■ TASKS:
[1] Do the following statements agree with the blog post? Answer yes or no to each, and quote the deciding words of the blog post. (a) The writer chose to leave school earlier in the week. (b) The trip will reach Hua Hin before Chiang Mai. (c) The writer plans to travel to Chiang Mai by bus.
[2] Render this sentence from the blog post in Spanish: "Chiang Mai has pretty much been #1 on my list of places to visit in Thailand."
[3] Reproduce the part of the blog post from "This brings me" up to and including "of that statement.".

Alright! It is now safe to say that I am officially done with my first term teaching. I actually haven't really taught a class since the 4th. The high school students test earlier than the rest of the school, so my past two weeks of work have mostly involved proctoring/grading tests, grading projects, and getting my grades turned in. If that sounds like a lot of work, just remember that two weeks is WAY more than enough time to get all of that done, so I've been pretty bored here at school. It really hasn't been too bad...I've had a lot of time to draw, shoot some hoops, and I even finally figured out how to solve a Rubik's cube, but when there's a 2.5 week vacation coming up it's pretty easy to get a little antsy. We could have requested to leave earlier this week (like Jen, Kaila, Kristen, and Margaret all opted to do) but today was payday, and Michael, Catherine, and I all figured that having some extra dough for our travels was worth the sitting around the school doing nothing for a few extra days.
Depending on how early we're able to duck out of school tomorrow, we'll be leaving either tomorrow or Saturday...and I really couldn't be more excited. We're planning on two main stops. First, we'll be hitting up Hua Hin to enjoy the beach for a couple of days including Christmas day. Then, after Christmas, we're planning on catching a train up to Chiang Mai for the rest of the break. Chiang Mai has pretty much been #1 on my list of places to visit in Thailand. It's a huge area up in the north that's supposed to have some beautiful temples, some great national parks (with giant mountains for hiking!), and some delicious food. It is also apparently a great place to spend New Year's Eve. They do something that's basically the same as the lantern festival but includes fireworks as well...so it should be a pretty awesome time.
This brings me to the main point of this post. I'm going to be taking a brief hiatus from updating here so I can enjoy the vacation. I'll definitely be taking plenty of pictures to put up when I get back. I'll also probably be brainstorming some ideas for future posts. I want to come up with some things to write about that will add some variety to the journal style posts that, so far, comprise the majority (possibly entirety) of my postings. So Merry Christmas, Happy New Years, and I'll see ya in 2015!
As they said on The Simpsons (and possibly also a more 'legitimate' source); "A stranger's just a friend you haven't met". Although that might not always hold true, our trip this weekend made a strong case to support the validity of that statement.

■ PROVIDED INFORMATION:
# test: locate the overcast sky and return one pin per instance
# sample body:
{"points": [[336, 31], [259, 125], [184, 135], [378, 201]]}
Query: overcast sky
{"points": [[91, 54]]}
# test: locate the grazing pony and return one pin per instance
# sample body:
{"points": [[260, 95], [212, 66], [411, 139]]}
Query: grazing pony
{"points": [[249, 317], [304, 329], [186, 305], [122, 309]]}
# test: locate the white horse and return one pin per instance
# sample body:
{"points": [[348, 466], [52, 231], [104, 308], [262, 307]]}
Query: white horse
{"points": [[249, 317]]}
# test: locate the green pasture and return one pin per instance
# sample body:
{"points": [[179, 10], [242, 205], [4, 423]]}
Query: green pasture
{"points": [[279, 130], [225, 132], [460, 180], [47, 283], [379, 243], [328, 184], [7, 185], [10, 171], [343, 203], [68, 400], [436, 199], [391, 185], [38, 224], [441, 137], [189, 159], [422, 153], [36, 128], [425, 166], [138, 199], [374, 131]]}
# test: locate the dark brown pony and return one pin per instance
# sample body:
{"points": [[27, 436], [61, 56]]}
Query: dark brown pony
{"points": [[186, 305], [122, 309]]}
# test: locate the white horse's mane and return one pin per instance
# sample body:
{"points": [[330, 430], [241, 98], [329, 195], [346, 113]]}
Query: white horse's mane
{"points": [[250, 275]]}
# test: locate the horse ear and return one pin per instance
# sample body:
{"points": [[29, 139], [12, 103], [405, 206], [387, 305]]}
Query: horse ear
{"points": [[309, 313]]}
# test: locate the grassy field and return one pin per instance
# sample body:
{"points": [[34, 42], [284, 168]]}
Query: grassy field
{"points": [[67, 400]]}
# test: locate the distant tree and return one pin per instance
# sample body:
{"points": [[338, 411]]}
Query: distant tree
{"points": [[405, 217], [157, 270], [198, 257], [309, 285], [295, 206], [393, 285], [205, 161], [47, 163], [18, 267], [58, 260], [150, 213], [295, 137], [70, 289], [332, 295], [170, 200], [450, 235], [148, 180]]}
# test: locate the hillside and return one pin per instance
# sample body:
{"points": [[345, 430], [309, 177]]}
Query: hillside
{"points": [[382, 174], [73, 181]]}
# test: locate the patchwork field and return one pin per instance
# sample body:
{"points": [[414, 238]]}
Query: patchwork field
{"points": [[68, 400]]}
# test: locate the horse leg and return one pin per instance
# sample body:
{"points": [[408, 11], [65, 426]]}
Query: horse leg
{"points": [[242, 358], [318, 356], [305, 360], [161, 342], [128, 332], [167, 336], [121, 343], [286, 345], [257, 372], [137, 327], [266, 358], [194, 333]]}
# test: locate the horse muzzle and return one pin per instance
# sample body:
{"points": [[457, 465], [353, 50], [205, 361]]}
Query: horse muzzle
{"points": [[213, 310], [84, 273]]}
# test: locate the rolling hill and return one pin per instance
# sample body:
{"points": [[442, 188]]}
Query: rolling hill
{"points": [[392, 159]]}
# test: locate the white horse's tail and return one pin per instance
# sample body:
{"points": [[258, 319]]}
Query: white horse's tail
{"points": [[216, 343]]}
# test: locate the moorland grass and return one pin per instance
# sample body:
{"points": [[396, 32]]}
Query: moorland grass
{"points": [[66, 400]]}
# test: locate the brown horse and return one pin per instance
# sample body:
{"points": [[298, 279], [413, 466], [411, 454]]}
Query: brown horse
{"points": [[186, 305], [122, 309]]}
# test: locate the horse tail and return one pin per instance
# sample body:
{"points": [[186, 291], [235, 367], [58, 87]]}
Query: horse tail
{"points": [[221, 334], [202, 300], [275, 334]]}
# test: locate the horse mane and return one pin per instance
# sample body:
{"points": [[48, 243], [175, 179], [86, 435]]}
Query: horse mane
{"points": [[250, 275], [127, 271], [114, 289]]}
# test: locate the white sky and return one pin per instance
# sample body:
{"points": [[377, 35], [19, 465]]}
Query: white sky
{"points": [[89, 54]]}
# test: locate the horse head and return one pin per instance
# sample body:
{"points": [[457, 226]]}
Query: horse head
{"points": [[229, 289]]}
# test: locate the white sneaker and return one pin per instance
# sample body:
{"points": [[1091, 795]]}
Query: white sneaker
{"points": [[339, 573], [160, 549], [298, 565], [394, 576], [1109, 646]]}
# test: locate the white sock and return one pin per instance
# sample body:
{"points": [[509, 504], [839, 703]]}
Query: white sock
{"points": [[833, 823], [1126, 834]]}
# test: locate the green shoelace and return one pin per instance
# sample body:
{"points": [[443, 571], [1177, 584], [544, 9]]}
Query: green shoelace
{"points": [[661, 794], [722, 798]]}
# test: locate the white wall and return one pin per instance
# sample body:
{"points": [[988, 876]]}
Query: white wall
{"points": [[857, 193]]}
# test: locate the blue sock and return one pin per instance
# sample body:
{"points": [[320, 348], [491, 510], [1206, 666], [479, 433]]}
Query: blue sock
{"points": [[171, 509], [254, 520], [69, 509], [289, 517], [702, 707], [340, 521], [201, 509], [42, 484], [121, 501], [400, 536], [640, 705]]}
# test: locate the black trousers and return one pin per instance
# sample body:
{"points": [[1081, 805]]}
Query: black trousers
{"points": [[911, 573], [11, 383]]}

■ COMPLETE ANSWERS:
[1]
(a) No: "Michael, Catherine, and I all figured that having some extra dough for our travels was worth the sitting around the school doing nothing for a few extra days."
(b) Yes: "First, we'll be hitting up Hua Hin to enjoy the beach for a couple of days including Christmas day."
(c) No: "we're planning on catching a train up to Chiang Mai for the rest of the break."

[2] Chiang Mai ha sido prácticamente el número 1 de mi lista de lugares para visitar en Tailandia.

[3]
This brings me to the main point of this post. I'm going to be taking a brief hiatus from updating here so I can enjoy the vacation. I'll definitely be taking plenty of pictures to put up when I get back. I'll also probably be brainstorming some ideas for future posts. I want to come up with some things to write about that will add some variety to the journal style posts that, so far, comprise the majority (possibly entirety) of my postings. So Merry Christmas, Happy New Years, and I'll see ya in 2015!
As they said on The Simpsons (and possibly also a more 'legitimate' source); "A stranger's just a friend you haven't met". Although that might not always hold true, our trip this weekend made a strong case to support the validity of that statement.